■ PROBLEM REQUIREMENTS
In the passage on science and the humanities, what Latin dictum is attributed to Tertullian, and how is it translated?

■ SOURCE PASSAGE
I have written a recent essay on related questions as to of what reality consists, and believe a compelling case can be made for a reality in which, like quantum particle-wave dual-unity, there is no actual difference between materialism and idealism, except in our limited and misinterpretive underderstanding of reality. To wit: in the Liberal Arts epistemology which has been dominant since The Academy struck a political deal to prevent more scientists like Giordano Bruno being burned at the stake for alleged heresies, Science and Humanities have been treated as separate domains of knowledge, across a divide which I would characterize as Tertullian's dictum: Credo quia absurdum (or, "it must be believed because it is absurd"). Natural philosophy, which became modern science, took the view that, technically, nothing could be 'proved,' but only disproved, by the use of empirical evidence and the 'null hypthesis.' Humanities, which includes all the scholarly branches of arts, philosophy, literature, professions, etc., other than the sciences and the non-literary vocations and trades, are all essentially organized around the view that there is a "Truth," though unprovable, whose evidence typically is supplied, in Western thinking of the Abrahamic traditions, by 'miracles,' in contradisctinction to the 'material' evidence supplied by the empirical methods of natual philsophy cum modern science. So it is that, those who adhere to such 'revelatory' truth, tend to the view that questioning 'miracles' (technically, violations of the Laws of Nature, as contradistinct from 'sins,' which are violations of God's 'Divine Laws') is the equivalent of questioning the entire edifice of 'human values' derived from Divine Law. Of passing note, Liberal Arts are an essentially 'elite' epistemology of learning and knowledge based on what was considered fitting in the education of 'free men,' or 'libera,' who were an aristocratic social class apart from slaves, subordinates, serfs, et al. The Greeks correspondingly eschewed 'populist democracy' because they believed it led to rule of the mob to whom demogogues would appeal, resulting in anarchy, then tyranny, which they opposed. So, they advocated democracy only within the class more akin to the philsopher-kings of Plato's Republic.

■ RAW DATA

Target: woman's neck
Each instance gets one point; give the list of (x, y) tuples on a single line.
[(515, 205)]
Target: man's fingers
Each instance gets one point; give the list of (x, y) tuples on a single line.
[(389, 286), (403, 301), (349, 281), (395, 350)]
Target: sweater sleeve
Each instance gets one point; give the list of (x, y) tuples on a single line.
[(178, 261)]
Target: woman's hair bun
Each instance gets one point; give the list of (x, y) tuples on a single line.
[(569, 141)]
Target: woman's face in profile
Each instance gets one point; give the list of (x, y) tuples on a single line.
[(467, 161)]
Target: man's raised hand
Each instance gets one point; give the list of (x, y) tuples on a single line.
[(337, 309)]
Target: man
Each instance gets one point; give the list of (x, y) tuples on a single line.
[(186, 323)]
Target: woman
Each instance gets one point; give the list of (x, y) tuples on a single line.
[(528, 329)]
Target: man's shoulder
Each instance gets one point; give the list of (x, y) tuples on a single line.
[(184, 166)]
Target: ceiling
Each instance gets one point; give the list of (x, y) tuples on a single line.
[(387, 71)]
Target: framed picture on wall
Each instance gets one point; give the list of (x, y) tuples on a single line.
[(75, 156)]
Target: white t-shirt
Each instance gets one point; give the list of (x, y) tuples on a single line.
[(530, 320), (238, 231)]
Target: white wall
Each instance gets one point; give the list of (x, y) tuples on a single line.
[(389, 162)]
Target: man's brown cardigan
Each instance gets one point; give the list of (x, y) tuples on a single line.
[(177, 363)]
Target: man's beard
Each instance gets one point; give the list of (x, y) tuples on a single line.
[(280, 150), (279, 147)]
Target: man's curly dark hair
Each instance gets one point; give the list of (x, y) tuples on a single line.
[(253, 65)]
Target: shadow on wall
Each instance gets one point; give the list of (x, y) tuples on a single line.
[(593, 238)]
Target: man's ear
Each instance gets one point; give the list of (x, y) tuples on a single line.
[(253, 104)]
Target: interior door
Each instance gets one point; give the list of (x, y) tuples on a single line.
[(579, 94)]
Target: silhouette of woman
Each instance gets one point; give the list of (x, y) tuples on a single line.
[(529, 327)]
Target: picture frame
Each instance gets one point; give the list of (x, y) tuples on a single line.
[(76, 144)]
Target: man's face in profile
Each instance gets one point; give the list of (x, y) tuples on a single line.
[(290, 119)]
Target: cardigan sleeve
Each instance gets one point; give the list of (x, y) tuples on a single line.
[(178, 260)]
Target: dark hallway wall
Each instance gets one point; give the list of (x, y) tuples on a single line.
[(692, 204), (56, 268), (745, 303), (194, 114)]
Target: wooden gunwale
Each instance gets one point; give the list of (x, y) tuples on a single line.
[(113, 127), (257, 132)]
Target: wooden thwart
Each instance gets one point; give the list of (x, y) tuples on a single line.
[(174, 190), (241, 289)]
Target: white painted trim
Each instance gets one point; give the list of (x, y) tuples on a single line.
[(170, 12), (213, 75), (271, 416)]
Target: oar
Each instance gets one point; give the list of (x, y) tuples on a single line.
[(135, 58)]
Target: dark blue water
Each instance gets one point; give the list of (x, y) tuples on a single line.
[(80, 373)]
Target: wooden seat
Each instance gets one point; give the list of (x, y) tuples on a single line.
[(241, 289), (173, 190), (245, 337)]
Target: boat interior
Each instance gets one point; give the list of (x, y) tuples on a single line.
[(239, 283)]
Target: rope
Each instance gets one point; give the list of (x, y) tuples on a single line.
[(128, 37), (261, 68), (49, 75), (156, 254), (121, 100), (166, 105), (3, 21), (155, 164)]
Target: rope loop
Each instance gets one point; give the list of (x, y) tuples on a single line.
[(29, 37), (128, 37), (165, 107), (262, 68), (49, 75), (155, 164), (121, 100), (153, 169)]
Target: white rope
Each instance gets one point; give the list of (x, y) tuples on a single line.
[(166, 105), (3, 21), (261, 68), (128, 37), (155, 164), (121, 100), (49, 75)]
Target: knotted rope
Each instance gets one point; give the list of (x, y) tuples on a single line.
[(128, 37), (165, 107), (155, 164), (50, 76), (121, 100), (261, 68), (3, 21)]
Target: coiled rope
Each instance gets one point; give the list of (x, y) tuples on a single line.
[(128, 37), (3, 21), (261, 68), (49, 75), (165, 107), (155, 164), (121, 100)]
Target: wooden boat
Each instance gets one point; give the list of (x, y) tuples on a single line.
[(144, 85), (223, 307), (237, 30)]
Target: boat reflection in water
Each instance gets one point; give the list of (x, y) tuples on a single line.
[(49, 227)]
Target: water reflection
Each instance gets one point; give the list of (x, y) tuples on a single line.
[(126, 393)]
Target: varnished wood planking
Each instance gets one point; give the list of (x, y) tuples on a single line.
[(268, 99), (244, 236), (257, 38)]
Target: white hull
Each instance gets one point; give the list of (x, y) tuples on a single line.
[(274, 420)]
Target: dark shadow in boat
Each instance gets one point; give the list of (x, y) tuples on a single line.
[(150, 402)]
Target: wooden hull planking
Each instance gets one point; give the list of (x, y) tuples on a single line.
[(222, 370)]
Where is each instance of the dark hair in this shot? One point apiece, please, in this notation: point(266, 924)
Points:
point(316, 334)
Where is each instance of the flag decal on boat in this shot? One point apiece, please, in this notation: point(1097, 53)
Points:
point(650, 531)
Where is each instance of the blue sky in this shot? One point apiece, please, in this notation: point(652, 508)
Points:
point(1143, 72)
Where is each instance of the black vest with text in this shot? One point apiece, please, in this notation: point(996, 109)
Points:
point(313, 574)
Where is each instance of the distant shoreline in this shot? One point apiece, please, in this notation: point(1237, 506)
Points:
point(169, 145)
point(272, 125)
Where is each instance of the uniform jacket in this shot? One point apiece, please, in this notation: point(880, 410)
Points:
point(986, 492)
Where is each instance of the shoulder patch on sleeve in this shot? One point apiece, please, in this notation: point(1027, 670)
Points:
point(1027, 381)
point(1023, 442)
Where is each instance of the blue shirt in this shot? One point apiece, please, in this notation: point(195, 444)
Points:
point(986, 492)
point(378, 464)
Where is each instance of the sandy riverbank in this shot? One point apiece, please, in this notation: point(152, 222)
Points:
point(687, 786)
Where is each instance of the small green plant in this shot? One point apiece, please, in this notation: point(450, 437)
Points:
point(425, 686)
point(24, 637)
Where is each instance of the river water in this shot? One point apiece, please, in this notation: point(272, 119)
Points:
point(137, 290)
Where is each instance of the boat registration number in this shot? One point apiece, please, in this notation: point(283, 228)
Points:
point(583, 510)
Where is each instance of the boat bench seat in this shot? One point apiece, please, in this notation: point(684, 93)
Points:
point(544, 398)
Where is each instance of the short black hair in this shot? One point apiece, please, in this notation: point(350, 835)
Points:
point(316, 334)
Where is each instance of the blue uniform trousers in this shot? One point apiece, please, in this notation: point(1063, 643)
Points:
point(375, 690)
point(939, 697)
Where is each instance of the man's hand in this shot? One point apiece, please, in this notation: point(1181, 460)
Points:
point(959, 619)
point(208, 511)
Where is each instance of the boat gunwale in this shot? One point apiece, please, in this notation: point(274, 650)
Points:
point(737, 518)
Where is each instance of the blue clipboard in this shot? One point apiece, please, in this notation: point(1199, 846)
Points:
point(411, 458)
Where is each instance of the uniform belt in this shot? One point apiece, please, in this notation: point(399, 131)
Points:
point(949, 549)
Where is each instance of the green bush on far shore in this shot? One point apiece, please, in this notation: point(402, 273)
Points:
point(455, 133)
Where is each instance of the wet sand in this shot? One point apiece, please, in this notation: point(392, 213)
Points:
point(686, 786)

■ OUTPUT OF THE TASK
Credo quia absurdum, translated as "it must be believed because it is absurd."